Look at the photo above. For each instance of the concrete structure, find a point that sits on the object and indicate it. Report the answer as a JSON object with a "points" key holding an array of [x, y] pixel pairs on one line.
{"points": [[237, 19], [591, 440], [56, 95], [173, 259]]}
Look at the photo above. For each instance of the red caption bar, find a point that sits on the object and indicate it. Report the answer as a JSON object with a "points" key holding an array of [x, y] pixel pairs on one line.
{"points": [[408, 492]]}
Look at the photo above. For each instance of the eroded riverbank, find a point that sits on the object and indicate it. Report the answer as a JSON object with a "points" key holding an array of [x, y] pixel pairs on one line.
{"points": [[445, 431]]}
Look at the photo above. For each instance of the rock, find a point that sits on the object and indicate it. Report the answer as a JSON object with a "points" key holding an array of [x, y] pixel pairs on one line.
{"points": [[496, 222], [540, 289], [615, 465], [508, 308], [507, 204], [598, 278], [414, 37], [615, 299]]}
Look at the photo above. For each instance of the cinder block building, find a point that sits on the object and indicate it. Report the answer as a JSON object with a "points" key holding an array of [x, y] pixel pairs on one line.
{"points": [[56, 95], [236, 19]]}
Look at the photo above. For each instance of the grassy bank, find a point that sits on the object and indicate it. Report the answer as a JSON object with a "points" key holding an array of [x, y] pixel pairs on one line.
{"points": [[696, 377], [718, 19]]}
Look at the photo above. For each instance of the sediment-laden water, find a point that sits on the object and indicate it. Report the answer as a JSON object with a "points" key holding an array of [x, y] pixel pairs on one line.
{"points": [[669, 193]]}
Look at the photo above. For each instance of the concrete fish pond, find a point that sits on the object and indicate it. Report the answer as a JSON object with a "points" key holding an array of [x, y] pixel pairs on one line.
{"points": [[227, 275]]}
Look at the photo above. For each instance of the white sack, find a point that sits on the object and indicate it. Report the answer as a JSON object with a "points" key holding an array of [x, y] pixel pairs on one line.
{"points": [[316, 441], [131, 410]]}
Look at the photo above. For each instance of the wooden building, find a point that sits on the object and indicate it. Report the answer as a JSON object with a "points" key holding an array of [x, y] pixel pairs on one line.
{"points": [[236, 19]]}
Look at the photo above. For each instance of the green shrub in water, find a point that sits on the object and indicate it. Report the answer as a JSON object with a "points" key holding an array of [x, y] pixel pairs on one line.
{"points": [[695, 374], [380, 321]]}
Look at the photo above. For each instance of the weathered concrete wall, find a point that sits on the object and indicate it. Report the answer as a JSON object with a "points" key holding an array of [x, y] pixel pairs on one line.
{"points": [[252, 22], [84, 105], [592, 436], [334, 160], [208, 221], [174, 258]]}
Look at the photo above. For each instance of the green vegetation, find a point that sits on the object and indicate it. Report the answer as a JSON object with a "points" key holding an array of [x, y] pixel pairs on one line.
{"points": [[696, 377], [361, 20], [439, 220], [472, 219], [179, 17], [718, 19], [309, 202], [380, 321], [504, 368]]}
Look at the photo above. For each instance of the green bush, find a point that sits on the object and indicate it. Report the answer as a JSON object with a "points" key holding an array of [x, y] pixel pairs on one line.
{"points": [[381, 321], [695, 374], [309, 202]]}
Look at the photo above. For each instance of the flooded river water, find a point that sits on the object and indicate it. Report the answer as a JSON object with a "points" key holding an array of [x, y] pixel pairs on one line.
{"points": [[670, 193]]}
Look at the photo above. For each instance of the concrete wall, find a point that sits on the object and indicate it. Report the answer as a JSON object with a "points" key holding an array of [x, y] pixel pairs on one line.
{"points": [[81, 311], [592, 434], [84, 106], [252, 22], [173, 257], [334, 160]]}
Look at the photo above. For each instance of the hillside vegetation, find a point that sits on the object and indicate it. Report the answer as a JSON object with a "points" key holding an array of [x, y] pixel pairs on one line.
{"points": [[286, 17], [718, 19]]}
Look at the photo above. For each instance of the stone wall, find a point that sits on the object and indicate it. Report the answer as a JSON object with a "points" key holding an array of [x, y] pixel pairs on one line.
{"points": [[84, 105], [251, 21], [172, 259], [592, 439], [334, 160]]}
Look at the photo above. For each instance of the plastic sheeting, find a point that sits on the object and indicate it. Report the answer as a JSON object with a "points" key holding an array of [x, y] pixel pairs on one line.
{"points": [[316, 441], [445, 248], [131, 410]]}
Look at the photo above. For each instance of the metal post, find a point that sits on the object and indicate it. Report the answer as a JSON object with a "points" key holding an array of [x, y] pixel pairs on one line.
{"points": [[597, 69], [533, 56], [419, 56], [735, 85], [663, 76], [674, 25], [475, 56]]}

────

▸ **Instructions for the task**: Put every one of the rows above into a Markdown table with two columns: "No." for a running number and "Row" for the row itself. Leave out any blank lines.

▸ **Exercise response**:
| No. | Row |
|---|---|
| 1 | Look at the photo above. For each instance of the concrete structure, find a point that sits on the object and indicate it. Report the answer as a JSON object with a "points" key holding an array of [x, y] pixel pairs on one line. |
| 2 | {"points": [[237, 19], [591, 440], [56, 95], [173, 259]]} |
| 3 | Look at the photo above. For each instance of the red caption bar, find a point that sits on the object and indicate it. Report the answer as a JSON object with a "points" key holding an array of [x, y] pixel pairs on one line. |
| 4 | {"points": [[408, 492]]} |
| 5 | Look at the photo above. For each instance of the eroded riverbank, find a point that sits on the object and indicate it. Report the answer as a JSON object with a "points" key holding an array of [x, y] pixel pairs on one line. |
| 6 | {"points": [[445, 431]]} |
| 7 | Look at the photo above. For each instance of the rock, find a point that sits on the object and indicate it. Report the answer as a JSON object with a "points" key holding an array of [x, y] pixel pairs on one line. |
| 8 | {"points": [[496, 222], [540, 289], [615, 465], [508, 308], [507, 204], [598, 278], [414, 37], [615, 299]]} |
| 9 | Look at the photo above. For each instance of the cinder block building, find a point that sits on the object and indicate it. Report the answer as a JSON object with a "points" key holding an array of [x, y] pixel pairs on one line. |
| 10 | {"points": [[56, 95], [236, 19]]} |
| 11 | Look at the photo above. For each instance of the grassy bank, find a point that sits on the object and indicate it. Report the answer as a JSON object with a "points" key holding an array of [x, y] pixel pairs on one line. |
| 12 | {"points": [[696, 377], [718, 19]]} |
| 13 | Look at the photo above. For each instance of the sediment-laden water, find a point that sits on the object and indicate it. Report the answer as a JSON object with a "points" key holding an array of [x, y] pixel pairs on one line. |
| 14 | {"points": [[669, 193]]} |
| 15 | Look at the photo above. For each instance of the concrete fish pond, find a point that sits on the object and indicate it. Report the answer as a JSON object with a "points" key holding an array of [x, y] pixel pairs on one line. |
| 16 | {"points": [[227, 275]]} |
| 17 | Look at the photo above. For each instance of the white sack, find a point that sits on the object and indicate it. Report the answer as a JSON object with a "points" key holding an array of [x, y] pixel pairs on one line. |
| 18 | {"points": [[316, 441], [131, 410]]} |
| 19 | Look at the photo above. For each instance of the wooden building, find a point that sits on the object and indicate it. Report the answer as a JSON object with a "points" key holding an array of [x, y] pixel pairs on one line. |
| 20 | {"points": [[236, 19]]} |
| 21 | Look at the photo above. For each instance of the green shrub in water, find a point that sits on the object and indicate it. Report the answer as a JSON object with a "points" key holding an array of [x, y] pixel pairs on one line. |
| 22 | {"points": [[695, 374], [380, 321]]} |
| 23 | Look at the photo above. For each instance of the weathered concrete wall, find a point that sits on the object and indicate it. Report the answer as a JSON object with a "points" key holding an array of [x, y] pixel pairs on one line. |
| 24 | {"points": [[252, 22], [84, 105], [592, 436], [334, 160], [208, 221], [174, 258]]} |
| 25 | Look at the photo above. For each instance of the green vegetation, find a point that sits on the object and indicate it. Report the answer as a JSON object with a "points" key holding an array of [x, y] pixel pairs on one line. |
| 26 | {"points": [[696, 377], [361, 20], [439, 220], [472, 219], [179, 17], [718, 19], [309, 202], [380, 321], [504, 368]]} |
| 27 | Look at the photo above. For each instance of the green bush, find a point that sits on the object and indicate it. Report the answer as a JSON object with a "points" key holding an array of [x, y] pixel pairs on one line. |
| 28 | {"points": [[381, 321], [695, 374], [309, 202]]} |
| 29 | Look at the photo above. For each instance of the flooded river water, find a point that sits on the object and indicate it. Report the answer as a JSON object with a "points" key holding an array of [x, y] pixel pairs on one line. |
| 30 | {"points": [[670, 193]]} |
| 31 | Look at the photo above. For each instance of the concrete wall, find a point that sits on the object and indicate it. Report the answer as a JSON object with a "points" key holding an array of [x, y] pixel pairs on one line. |
| 32 | {"points": [[81, 311], [592, 434], [84, 106], [252, 22], [173, 257], [334, 160]]} |
| 33 | Look at the photo above. For each instance of the hillside vegetation, find a point that sits on the object and indicate it. Report the answer as a JSON object with a "points" key holding an array of [x, y] pixel pairs on one line. |
| 34 | {"points": [[286, 17], [718, 19]]} |
| 35 | Look at the photo above. For each instance of the stone wall, find a point that sits on the object and indicate it. Report the answer as a JSON object with a "points" key holding an array of [x, y] pixel pairs on one line. |
| 36 | {"points": [[84, 105], [251, 21], [172, 259], [592, 439], [334, 160]]} |
| 37 | Look at the photo above. For each instance of the plastic sheeting, find a point that sits on the object and indicate it. Report the answer as a JSON object with a "points" key holding an array of [x, y] pixel pairs on one line. |
| 38 | {"points": [[316, 441], [445, 248], [131, 410]]} |
| 39 | Look at the photo above. For each instance of the metal post, find a point that sits on the object and indicate it. Report the answer as a JSON object with a "points" key holding an array of [x, y] pixel pairs on one line. |
| 40 | {"points": [[597, 69], [533, 56], [419, 56], [735, 85], [663, 76], [674, 25], [475, 56]]} |